◆ Short exercise ◆
Only the pictures are to be left out; set down the rest of the records exactly.

*** Available records ***

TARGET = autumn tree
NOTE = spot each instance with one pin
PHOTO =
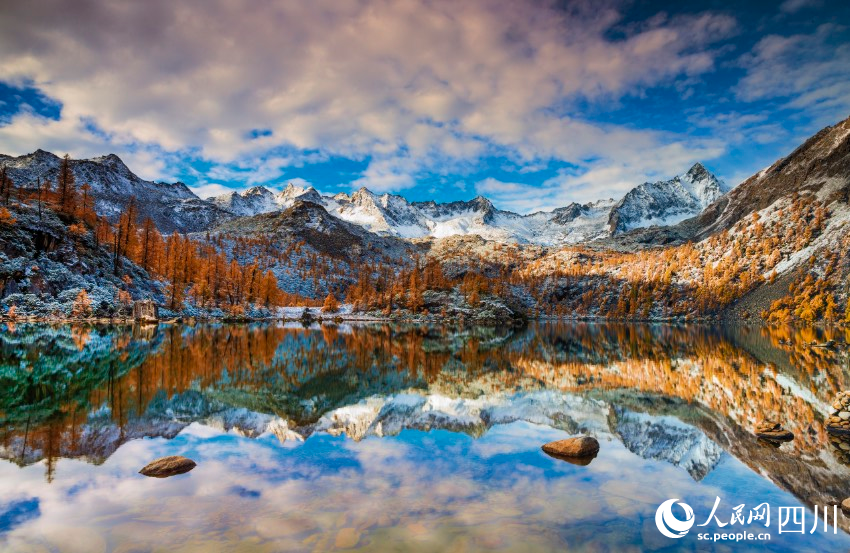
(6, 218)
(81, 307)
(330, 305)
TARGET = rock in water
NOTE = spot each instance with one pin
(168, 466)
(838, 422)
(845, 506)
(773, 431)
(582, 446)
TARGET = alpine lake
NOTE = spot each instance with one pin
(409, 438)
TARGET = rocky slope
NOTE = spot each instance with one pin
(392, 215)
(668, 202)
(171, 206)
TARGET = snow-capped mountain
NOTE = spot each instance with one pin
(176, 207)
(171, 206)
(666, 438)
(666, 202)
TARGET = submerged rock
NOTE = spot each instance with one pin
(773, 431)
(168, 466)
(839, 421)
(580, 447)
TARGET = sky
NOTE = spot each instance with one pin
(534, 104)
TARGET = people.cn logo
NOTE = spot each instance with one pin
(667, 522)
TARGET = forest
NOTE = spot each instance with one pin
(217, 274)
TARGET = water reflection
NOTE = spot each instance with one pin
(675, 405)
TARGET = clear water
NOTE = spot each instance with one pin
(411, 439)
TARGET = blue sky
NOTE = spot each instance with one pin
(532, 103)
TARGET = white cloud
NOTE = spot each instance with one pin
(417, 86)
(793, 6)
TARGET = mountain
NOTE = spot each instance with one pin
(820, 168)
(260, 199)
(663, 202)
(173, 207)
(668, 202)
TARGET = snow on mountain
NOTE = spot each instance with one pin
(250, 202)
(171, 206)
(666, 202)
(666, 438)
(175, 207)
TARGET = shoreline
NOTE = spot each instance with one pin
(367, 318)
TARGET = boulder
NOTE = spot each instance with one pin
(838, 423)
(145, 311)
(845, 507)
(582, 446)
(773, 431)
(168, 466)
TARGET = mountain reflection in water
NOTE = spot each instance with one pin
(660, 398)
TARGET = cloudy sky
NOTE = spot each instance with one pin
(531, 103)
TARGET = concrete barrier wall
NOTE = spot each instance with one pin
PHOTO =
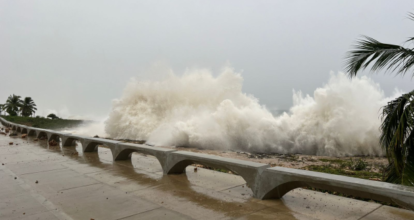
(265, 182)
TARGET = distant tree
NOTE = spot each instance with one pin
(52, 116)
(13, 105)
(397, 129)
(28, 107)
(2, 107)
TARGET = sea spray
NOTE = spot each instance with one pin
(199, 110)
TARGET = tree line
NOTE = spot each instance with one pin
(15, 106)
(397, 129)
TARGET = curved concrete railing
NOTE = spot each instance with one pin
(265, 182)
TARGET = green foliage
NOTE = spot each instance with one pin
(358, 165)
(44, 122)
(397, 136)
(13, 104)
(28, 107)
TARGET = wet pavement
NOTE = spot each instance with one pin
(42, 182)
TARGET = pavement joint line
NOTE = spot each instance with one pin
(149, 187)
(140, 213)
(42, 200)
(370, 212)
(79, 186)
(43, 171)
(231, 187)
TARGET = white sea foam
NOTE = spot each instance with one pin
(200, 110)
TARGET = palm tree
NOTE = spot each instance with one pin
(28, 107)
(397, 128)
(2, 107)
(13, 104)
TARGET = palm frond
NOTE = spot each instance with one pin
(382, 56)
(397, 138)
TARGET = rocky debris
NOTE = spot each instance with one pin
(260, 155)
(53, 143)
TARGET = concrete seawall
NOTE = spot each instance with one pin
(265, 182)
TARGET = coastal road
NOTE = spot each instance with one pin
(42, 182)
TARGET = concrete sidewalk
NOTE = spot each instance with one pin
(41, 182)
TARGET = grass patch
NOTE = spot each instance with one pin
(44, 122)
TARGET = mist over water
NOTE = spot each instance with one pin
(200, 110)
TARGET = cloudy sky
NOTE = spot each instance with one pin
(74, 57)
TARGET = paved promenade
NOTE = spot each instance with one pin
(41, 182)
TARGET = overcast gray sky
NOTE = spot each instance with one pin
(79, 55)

***

◆ Answer below ◆
TARGET = autumn tree
NOTE = spot each instance with one pin
PHOTO =
(6, 218)
(81, 307)
(330, 305)
TARGET = rock in water
NOTE = spot each instance with one pin
(168, 466)
(838, 422)
(845, 506)
(773, 431)
(582, 446)
TARGET = alpine lake
NOTE = spot each instance with one pin
(409, 438)
TARGET = rocky slope
NOTE = spot each instance with one pin
(392, 215)
(668, 202)
(171, 206)
TARGET = snow-capped mountain
NOTE = spot each instance with one pin
(176, 207)
(171, 206)
(666, 438)
(666, 202)
TARGET = submerged rock
NOTE = spot each instance with one pin
(773, 431)
(168, 466)
(839, 421)
(580, 447)
TARGET = sky
NOTE = spot each instance with one pin
(534, 104)
TARGET = people.cn logo
NOTE = spot each instance with one pin
(667, 522)
TARGET = forest
NOTE = spot each instance with one pin
(217, 274)
TARGET = water reflection
NOTE = spot each instance with one pin
(675, 405)
TARGET = clear water
NOTE = spot each instance with one pin
(411, 439)
TARGET = blue sky
NOTE = spot each instance with one pin
(532, 103)
TARGET = white cloud
NOTE = spot each instance with one pin
(417, 86)
(793, 6)
TARGET = mountain
NOTE = spot each instance with one pin
(820, 168)
(260, 199)
(663, 202)
(173, 207)
(668, 202)
TARGET = snow on mountain
NOTE = spot each instance with one pin
(250, 202)
(171, 206)
(666, 202)
(666, 438)
(175, 207)
TARGET = shoreline
NOTE = spot each instance with one pin
(367, 318)
TARGET = boulder
NOTE = spot each instance with one pin
(838, 423)
(145, 311)
(845, 507)
(582, 446)
(773, 431)
(168, 466)
TARGET = mountain reflection in water
NOTE = spot each instance with one pin
(660, 398)
TARGET = cloudy sky
NOTE = spot each instance with one pin
(531, 103)
TARGET = concrete barrier wall
NOTE = spot each instance with one pin
PHOTO =
(265, 182)
TARGET = distant tree
NOTE = spot each instance with one pin
(52, 116)
(13, 105)
(397, 129)
(28, 107)
(2, 107)
TARGET = sea spray
NOTE = spot each instance with one pin
(199, 110)
TARGET = tree line
NOTE = spot each instance with one pin
(15, 106)
(397, 129)
TARGET = curved concrete railing
NOTE = spot each instance with one pin
(265, 182)
TARGET = green foliage
NOTE = spot each instance with one pin
(358, 165)
(44, 122)
(397, 136)
(13, 104)
(28, 107)
TARGET = wet pavement
NOTE = spot each instance with one pin
(42, 182)
TARGET = pavement joint line
NOTE = spot each instance with one pin
(149, 187)
(140, 213)
(42, 200)
(370, 212)
(79, 186)
(43, 171)
(231, 187)
TARGET = white sea foam
NOTE = spot each instance with one pin
(200, 110)
TARGET = palm tree
NOTE = spot each instance with one pin
(28, 107)
(397, 128)
(2, 107)
(13, 104)
TARGET = palm frond
NOTE = spot each instance with one pin
(382, 56)
(397, 138)
TARGET = rocky debris
NOTE = spot each instance with one pin
(260, 155)
(53, 143)
TARGET = concrete seawall
NOTE = spot each instance with one pin
(265, 182)
TARGET = coastal road
NOTE = spot each instance with one pin
(42, 182)
TARGET = concrete sidewalk
NOTE = spot each instance with one pin
(41, 182)
TARGET = grass patch
NOTE = spot each instance with one pin
(44, 122)
TARGET = mist over water
NOTE = spot each instance with one pin
(200, 110)
TARGET = cloudy sky
NOTE = spot each instance with one pin
(74, 57)
TARGET = paved promenade
NOTE = spot each instance with one pin
(41, 182)
TARGET = overcast gray sky
NOTE = spot each instance with one pin
(79, 55)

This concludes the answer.